» SET TASK A: Arrange the listing below as a numbered list. Start with the line that contains "tag the bush, one point per instance.", go through to the end of the listing, and leave out blank lines.

» ARTICLE:
** START **
# Day 30 of 30 Day Shred tomorrow! Update: Before & After Pics!



## sevenofnine

I am on day 30 of the 30DS tomorrow! I will post my before and after pictures on here, although I'm terrified that there won't be a difference. 

I cut all snacking out, except for fruit and veggies in moderation, and started eating smaller portions. Clean eating, no processed foods. 

I am out of town Saturday and Sunday, and will start Ripped in 30 on Monday!!! Anyone up for it??

:flower:


----------



## MrsButterfly

Well done you!

I have the DVD gathering dust and really need to get into it. How have you found it? I have been doing the 5:2 diet for two weeks and lost 4 lbs but now need to get the exercise in to shift the rest I think.

Will be using your pics as motivation!


----------



## sevenofnine

MrsButterfly said:


> Well done you!
> 
> I have the DVD gathering dust and really need to get into it. How have you found it? I have been doing the 5:2 diet for two weeks and lost 4 lbs but now need to get the exercise in to shift the rest I think.
> 
> Will be using your pics as motivation!

I'm about to do my day 30 work out! :happydance:

I found it difficult, but I tried one day of Ripped in 30 two days ago, and my legs STILL hurt from that! It was a lot harder!

Good job for losing 4lbs!!!! I find the diet part even harder than the exercise, honestly. :blush: But I'm not doing terribly...

I will take pics after my work out... I really hope there's at least SOME improvement!!


----------



## sevenofnine

Here are my before & after pics!
Left is day 1, and right is today, day 30!
** END **
» SUPPLIED RECORDS:
** START **
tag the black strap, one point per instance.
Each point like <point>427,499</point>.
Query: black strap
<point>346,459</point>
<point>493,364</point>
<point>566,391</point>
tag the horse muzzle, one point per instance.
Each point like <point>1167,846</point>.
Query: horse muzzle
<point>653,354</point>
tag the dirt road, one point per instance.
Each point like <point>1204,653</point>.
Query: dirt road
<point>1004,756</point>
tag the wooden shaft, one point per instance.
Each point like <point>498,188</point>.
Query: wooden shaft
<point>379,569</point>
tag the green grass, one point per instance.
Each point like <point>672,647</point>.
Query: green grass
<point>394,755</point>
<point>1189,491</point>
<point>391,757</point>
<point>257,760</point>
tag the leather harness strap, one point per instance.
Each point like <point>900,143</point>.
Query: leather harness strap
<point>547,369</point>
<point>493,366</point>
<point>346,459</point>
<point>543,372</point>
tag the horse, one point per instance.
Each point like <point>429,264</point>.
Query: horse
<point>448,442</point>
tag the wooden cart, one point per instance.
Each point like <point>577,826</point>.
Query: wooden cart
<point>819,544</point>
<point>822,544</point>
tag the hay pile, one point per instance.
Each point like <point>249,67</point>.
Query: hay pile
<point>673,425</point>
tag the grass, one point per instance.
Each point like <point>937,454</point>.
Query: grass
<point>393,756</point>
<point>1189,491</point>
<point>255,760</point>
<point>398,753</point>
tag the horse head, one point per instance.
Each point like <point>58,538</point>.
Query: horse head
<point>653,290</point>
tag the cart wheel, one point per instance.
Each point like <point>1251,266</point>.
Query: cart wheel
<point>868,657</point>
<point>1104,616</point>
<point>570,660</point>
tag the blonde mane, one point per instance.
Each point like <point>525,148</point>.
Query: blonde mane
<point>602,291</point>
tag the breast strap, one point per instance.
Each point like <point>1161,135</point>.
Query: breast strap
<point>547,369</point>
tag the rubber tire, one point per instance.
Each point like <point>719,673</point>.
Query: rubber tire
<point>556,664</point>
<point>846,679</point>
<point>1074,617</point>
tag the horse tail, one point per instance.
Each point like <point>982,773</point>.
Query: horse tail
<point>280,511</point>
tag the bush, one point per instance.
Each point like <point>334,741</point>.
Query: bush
** END **
» SET TASK B: Pick up the 30 Day Shred forum thread above from its last sentence and continue writing it.

» WRITTEN REPLY A:
1. tag the bush, one point per instance.
2. Each point like <point>334,741</point>.
3. Query: bush

» WRITTEN REPLY B:
Although I did do clean eating, and smaller portions, no desserts or snacking other than fruit or veggies in moderation, I actually lost less than 1lb. Probably a total of 1/2lb.

Starting weight: 143.5
Ending weight: 142.9

So no real weight lost. I lost a bit during week 2/3, but then I seemed to gain it back, even though my calorie count was in check!

I saw the biggest improvement the last 10 days. Honestly, the day 1, 10, and 20 pics all pretty much look the same to me. Then all of a sudden, there was a bigger change between day 20 and 30!

Now I am going to do Ripped in 30! I have a long way to go, but I am happy so far! Any progress is still progress!! My tummy is still very fluffy, but that's okay, I will just work as hard as I can and be happy with being healthy!


----------



## MrsButterfly

Looking good! Well done you!


----------



## PaulysBabe13

Wow, your doing so great! Go you!! Keep up the good work, its paying off!!:thumbup:


----------



## Mooshoo

Well done you really look fab


----------



## sevenofnine

Thanks! :)


----------



## milena

well done..!:thumbup:
Keep self motivated!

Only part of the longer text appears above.